[Supplied passage]
**********

Wednesday, September 16, 2009
In Memoriam
I've been reading Tennyson and various other poets thinking about the recent death of my old friend Kris Bristow and the death two years ago of Craig Duvelius. Kris died from a sudden illness and Craig from an accidental overdose. I was reading Howl earlier and was struck by the first few lines of one of my favorite poems of all time.
Excerpt from Howl by Allen Ginsberg:
Excerpt from Howl by Allen Ginsberg:
For Carl Solomon
I saw the best minds of my generation destroyed by madness,
starving hysterical naked,
dragging themselves through the negro streets at dawn looking
for an angry fix,
angelheaded hipsters burning for the ancient heavenly
connection to the starry dynamo in the machinery of night,
who poverty and tatters and hollow-eyed and high sat up smoking
in the supernatural darkness of cold-water flats floating
across the tops of cities contemplating jazz,
who bared their brains to Heaven under the El and saw
Mohammedan angels staggering on tenement roofs illuminated,
who passed through universities with radiant cool eyes
hallucinating Arkansas and Blake-light tragedy among the
scholars of war,
who were expelled from the academies for crazy & publishing
obscene odes on the windows of the skull,
......
incomparable blind streets of shuddering cloud and lightning in
the mind leaping toward poles of Canada & Paterson, illuminating
all the motionless world of Time between,
Peyote solidities of halls, backyard green tree cemetery dawns,
wine drunkenness over the rooftops, storefront boroughs of
teahead joyride neon blinking traffic light, sun and moon and
tree vibrations in the roaring winter dusks of Brooklyn, ashcan
rantings and kind king light of mind,
......

**********

[Tasks for this exercise]
a: Check each statement against the In Memoriam post and answer yes or no, quoting the words that decide it: (i) Kris Bristow died from an accidental overdose. (ii) Craig Duvelius died two years ago. (iii) The excerpt from Howl carries a dedication to Carl Solomon.
b: Using the In Memoriam post, explain in one to three sentences why the writer has been reading Tennyson and various other poets.
c: Resume the In Memoriam post from the point where it stops.
You will not need the items for this work.

**********

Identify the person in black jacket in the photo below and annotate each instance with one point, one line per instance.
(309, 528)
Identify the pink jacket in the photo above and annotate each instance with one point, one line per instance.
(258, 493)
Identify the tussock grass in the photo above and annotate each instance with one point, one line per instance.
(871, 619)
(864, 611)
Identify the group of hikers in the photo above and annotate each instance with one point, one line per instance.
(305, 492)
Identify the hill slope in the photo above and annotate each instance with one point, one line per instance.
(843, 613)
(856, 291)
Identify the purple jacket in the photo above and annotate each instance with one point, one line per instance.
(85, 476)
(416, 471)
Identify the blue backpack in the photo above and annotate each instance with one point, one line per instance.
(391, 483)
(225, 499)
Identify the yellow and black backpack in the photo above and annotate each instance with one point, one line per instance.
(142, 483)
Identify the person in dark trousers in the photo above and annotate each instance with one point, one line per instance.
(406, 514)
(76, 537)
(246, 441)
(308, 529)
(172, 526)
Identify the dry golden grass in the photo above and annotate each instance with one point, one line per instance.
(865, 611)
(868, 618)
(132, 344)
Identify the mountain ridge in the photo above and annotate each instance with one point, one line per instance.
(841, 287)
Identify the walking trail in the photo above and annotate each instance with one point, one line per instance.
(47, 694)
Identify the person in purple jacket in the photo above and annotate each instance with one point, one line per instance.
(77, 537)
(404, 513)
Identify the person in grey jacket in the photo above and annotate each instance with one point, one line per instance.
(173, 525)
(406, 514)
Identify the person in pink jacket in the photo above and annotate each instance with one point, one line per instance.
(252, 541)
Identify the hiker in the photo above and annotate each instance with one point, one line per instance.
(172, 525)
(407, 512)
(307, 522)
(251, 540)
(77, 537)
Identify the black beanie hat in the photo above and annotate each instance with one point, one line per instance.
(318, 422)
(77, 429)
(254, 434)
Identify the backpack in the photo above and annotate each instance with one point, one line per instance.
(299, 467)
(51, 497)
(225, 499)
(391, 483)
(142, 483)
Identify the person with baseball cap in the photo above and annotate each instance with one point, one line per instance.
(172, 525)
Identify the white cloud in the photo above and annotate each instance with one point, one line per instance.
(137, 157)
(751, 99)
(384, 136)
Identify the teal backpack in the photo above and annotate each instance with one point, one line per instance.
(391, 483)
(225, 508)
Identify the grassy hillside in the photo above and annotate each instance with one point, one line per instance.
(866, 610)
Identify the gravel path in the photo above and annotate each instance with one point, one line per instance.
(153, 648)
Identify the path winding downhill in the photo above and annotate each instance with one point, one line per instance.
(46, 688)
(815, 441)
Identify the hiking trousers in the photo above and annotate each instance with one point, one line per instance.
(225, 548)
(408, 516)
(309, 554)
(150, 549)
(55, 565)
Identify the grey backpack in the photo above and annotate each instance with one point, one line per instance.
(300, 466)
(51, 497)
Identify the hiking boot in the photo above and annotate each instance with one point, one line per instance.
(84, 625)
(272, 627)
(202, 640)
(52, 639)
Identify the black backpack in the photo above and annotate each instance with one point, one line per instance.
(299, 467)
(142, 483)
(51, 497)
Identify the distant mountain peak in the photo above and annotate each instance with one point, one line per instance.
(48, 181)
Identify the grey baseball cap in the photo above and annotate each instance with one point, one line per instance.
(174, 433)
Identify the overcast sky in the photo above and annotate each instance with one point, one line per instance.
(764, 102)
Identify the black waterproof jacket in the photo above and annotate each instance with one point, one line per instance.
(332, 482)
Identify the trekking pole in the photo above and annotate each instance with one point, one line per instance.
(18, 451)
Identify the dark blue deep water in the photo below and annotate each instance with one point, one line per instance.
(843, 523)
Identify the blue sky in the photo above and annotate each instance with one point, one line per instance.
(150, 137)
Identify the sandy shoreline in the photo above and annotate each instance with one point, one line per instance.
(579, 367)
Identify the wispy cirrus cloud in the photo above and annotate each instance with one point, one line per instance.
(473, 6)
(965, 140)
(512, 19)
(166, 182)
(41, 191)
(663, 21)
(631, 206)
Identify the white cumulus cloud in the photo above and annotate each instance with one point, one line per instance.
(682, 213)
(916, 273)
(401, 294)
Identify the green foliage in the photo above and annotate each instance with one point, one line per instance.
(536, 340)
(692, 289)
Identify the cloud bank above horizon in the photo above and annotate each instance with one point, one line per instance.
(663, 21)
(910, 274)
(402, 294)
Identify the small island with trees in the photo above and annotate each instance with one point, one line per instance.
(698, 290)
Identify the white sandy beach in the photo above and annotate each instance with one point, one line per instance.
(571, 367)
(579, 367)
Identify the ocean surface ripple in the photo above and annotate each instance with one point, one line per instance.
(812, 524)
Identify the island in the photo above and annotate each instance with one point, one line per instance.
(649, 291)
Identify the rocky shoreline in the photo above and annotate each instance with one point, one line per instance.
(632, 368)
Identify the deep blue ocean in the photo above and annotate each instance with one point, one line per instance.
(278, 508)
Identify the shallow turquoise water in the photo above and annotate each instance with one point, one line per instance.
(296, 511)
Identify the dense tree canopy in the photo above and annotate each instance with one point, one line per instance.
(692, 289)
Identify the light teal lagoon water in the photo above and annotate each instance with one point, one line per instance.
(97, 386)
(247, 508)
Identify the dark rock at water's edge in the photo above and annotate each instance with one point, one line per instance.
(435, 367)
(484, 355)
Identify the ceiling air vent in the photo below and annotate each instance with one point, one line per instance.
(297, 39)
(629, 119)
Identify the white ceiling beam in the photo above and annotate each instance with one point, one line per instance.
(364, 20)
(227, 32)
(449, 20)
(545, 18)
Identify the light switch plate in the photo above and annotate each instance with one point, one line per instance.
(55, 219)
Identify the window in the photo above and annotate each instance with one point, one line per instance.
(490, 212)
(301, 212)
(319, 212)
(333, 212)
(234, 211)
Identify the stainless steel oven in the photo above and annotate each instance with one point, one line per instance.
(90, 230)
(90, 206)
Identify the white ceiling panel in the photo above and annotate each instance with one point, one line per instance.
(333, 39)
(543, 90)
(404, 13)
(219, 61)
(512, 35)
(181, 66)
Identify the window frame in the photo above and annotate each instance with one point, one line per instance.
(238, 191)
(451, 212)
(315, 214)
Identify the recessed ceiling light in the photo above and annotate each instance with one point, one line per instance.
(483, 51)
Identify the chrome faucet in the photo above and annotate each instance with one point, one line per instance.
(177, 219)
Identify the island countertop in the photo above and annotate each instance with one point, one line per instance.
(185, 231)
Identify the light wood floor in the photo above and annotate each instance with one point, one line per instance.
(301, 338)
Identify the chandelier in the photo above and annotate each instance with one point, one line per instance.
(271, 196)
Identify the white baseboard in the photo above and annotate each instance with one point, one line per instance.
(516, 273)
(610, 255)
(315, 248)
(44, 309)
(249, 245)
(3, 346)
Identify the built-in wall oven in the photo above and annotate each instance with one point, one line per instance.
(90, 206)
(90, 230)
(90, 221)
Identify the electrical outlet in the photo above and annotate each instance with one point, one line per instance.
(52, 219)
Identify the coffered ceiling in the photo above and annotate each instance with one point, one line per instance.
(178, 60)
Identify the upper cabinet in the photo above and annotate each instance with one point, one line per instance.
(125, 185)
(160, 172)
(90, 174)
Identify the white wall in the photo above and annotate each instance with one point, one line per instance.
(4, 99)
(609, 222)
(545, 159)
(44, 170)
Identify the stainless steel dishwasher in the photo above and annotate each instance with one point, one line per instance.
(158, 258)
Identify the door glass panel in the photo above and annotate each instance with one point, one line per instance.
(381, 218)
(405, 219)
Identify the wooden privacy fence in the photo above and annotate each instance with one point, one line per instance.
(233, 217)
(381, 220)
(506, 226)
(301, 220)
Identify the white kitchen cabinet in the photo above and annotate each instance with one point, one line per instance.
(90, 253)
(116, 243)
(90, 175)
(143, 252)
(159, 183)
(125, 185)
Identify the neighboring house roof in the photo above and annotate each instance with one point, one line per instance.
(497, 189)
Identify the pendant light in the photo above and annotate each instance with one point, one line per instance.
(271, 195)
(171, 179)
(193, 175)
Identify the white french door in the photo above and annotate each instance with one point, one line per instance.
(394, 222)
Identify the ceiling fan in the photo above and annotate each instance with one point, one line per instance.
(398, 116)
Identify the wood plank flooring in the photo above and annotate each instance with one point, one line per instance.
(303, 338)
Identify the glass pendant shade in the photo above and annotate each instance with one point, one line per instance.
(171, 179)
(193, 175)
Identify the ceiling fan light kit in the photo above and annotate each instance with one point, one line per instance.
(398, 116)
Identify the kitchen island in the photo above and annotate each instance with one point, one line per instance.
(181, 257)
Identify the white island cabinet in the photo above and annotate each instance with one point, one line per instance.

**********

[Answers to the exercise]
a:
(i) No: "Kris died from a sudden illness and Craig from an accidental overdose."
(ii) Yes: "the death two years ago of Craig Duvelius"
(iii) Yes: "For Carl Solomon"

b: The writer has been reading them while thinking about two deaths: the recent death of an old friend, Kris Bristow, and the death of Craig Duvelius two years ago.

c:
who talked continuously seventy hours from park to pad to bar
to Bellevue to museum to the Brooklyn Bridge,
a lost battalion of platonic conversationalists jumping
down the stoops off fire escapes off windowsills of Empire
State out of the moon,
yacketayakking screaming vomiting whispering facts and memories
and anecdotes and eyeball kicks and shocks of hospitals and jails
and wars,
whole intellects disgorged in total recall for seven days and
nights with brilliant eyes, meat for the Synagogue cast on the
pavement,
who vanished into nowhere Zen New Jersey leaving a trail of
ambiguous picture postcards of Atlantic City Hall,
_______________________________________________________________________________
As you know, the poem itself is very long. Certain lines just strike me today.
Like these:
who drove crosscountry seventytwo hours to find out if I had a
vision or you had a vision or he had a vision to find out Eternity,
who journeyed to Denver, who died in Denver, who came back to
Denver & waited in vain, who watched over Denver & brooded &
loned in Denver and finally went away to find out the Time, &
now Denver is lonesome for her heroes,
who fell on their knees in hopeless cathedrals praying for each
other's salvation and light and breasts, until the soul
illuminated its hair for a second,
________________________________________________________________________________
Obviously, the Denver lines are about Neal Cassady. He's one of my favorites also.